Set problem
Rewrite the records starting at the line that contains "of the white" and ending with the last record, both ends included, with all request lines kept. Add 64 to every number in the answer coordinates.

(Data items)
* * * * * * *

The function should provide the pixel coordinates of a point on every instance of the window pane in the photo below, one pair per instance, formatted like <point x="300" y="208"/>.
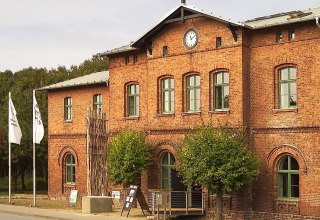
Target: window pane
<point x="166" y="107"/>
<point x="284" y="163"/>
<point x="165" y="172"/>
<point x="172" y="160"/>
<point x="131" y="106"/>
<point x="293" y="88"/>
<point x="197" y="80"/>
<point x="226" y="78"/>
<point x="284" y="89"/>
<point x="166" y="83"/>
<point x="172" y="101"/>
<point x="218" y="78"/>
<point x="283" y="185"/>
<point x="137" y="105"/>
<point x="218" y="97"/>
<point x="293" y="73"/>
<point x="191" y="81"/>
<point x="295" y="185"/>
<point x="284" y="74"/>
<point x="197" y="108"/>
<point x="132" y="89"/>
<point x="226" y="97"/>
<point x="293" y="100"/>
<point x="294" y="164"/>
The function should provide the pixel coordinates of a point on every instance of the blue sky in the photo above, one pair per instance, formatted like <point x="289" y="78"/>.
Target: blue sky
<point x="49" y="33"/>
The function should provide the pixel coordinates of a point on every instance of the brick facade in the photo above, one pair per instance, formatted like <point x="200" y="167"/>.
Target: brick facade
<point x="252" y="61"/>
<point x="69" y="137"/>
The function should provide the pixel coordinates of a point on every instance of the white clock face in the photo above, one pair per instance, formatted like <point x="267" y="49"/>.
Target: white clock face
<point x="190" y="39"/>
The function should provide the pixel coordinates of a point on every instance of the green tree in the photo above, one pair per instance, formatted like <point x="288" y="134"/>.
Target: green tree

* * * * * * *

Solution for this exercise
The function should provide the pixel coordinates of a point on every instance of the white clock face in the photo above, one pair per instance, formatted like <point x="267" y="49"/>.
Target: white clock face
<point x="254" y="103"/>
The function should provide the pixel coordinates of a point on every instance of the green tree in the photo above, one pair per instance, formatted like <point x="288" y="134"/>.
Target: green tree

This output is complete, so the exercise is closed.